• Data excerpts:
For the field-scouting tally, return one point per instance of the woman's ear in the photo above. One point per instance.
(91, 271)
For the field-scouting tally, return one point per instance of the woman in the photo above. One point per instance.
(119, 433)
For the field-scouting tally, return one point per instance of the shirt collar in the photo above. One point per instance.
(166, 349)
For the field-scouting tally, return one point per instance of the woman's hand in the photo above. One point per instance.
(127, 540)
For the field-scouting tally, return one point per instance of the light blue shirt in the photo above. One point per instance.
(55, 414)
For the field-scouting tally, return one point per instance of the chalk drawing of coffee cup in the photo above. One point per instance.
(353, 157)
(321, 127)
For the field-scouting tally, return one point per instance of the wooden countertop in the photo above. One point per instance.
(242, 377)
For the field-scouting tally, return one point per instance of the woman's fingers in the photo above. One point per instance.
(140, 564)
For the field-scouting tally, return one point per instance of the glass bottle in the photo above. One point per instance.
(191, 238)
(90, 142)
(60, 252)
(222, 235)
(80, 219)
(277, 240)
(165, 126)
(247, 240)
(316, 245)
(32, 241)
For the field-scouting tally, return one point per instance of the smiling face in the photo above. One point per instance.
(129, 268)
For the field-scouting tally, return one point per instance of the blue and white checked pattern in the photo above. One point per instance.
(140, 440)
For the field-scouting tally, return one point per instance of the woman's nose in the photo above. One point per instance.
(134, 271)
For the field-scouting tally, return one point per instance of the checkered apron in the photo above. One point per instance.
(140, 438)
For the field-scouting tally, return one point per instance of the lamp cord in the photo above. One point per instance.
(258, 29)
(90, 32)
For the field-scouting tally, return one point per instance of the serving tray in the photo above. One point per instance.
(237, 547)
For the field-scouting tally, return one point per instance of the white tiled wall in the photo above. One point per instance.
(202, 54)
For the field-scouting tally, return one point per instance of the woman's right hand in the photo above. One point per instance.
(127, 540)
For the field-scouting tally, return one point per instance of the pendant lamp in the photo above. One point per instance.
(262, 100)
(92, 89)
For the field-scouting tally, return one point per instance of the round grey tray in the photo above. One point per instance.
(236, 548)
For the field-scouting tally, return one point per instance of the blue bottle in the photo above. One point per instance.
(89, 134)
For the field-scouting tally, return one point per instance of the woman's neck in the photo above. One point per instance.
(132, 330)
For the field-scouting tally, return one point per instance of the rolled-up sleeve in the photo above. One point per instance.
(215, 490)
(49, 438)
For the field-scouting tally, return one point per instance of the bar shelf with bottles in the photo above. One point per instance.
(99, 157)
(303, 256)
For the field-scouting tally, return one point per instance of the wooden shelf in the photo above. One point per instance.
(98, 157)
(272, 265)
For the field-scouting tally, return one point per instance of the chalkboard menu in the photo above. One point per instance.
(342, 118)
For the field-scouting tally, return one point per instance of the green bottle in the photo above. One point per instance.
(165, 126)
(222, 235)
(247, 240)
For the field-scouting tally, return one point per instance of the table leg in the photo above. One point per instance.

• The task:
Repeat the records above exactly as they appear.

• Result of this task:
For the field-scouting tally, return one point per instance of the woman's ear in the photo above. One point per instance.
(91, 271)
For the field-scouting tally, return one point per instance of the woman in the photo above. One point per instance.
(119, 433)
For the field-scouting tally, return one point per instance of the shirt collar in the photo above. One point per instance.
(166, 349)
For the field-scouting tally, return one point per instance of the woman's hand in the photo above. One point per instance.
(127, 540)
For the field-scouting tally, return one point per instance of the light blue shirt in the photo above. One point per instance.
(55, 414)
For the field-scouting tally, return one point per instance of the chalk drawing of coffee cup in the photo above. One point per instance.
(353, 157)
(321, 127)
For the field-scouting tally, return one point per instance of the wooden countertop in the photo above. One point per instance.
(242, 377)
For the field-scouting tally, return one point per instance of the woman's fingers in the photo above. One point per instance.
(140, 564)
For the field-scouting tally, return one point per instance of the glass bottle in the photo above. One point per instance.
(191, 238)
(90, 142)
(60, 252)
(222, 235)
(80, 219)
(277, 240)
(165, 126)
(247, 240)
(316, 245)
(32, 241)
For the field-scouting tally, return one point per instance of the smiling face in the photo above. One point per instance.
(129, 268)
For the field-scouting tally, return one point per instance of the blue and white checked pattern in the photo above. One point per instance.
(140, 440)
For the field-scouting tally, return one point per instance of the woman's nose in the photo above. One point per instance.
(134, 271)
For the field-scouting tally, return one point per instance of the checkered apron in the photo above. One point per instance.
(140, 438)
For the field-scouting tally, return one point per instance of the lamp cord in the photo above. One point per instance.
(258, 29)
(90, 32)
For the field-scouting tally, return one point per instance of the serving tray in the photo above. One point per instance.
(237, 547)
For the field-scouting tally, return one point per instance of the white tiled wall in the photo above. One point per instance.
(202, 54)
For the field-scouting tally, return one point per instance of the woman's right hand in the photo above. One point per instance.
(127, 540)
For the field-scouting tally, return one point per instance of the pendant lamp in the photo above. One point per instance.
(262, 100)
(92, 89)
For the field-scouting tally, return one point per instance of the round grey tray in the photo above. One point per instance.
(236, 548)
For the field-scouting tally, return one point per instance of the blue bottle in the photo above. One point per instance.
(89, 134)
For the field-scouting tally, return one point per instance of the woman's neck in the photo above. One point per instance.
(132, 330)
For the field-scouting tally, return one point per instance of the rolled-up sleeve in the photo above. One point per instance.
(215, 490)
(49, 438)
For the field-scouting tally, return one point per instance of the bar shelf with bottles in the photo above. One point per instance.
(99, 157)
(303, 256)
For the field-scouting tally, return one point per instance of the wooden shelf in the photo above. One point per instance.
(98, 157)
(272, 265)
For the field-scouting tally, return one point per instance of the chalkboard menu in the photo above. One point per instance.
(342, 118)
For the field-scouting tally, return one point per instance of the green bottle in the photo above. One point per instance.
(165, 126)
(222, 235)
(247, 240)
For the field-scouting tally, return one point per instance of the table leg in the photo above. One point per instance.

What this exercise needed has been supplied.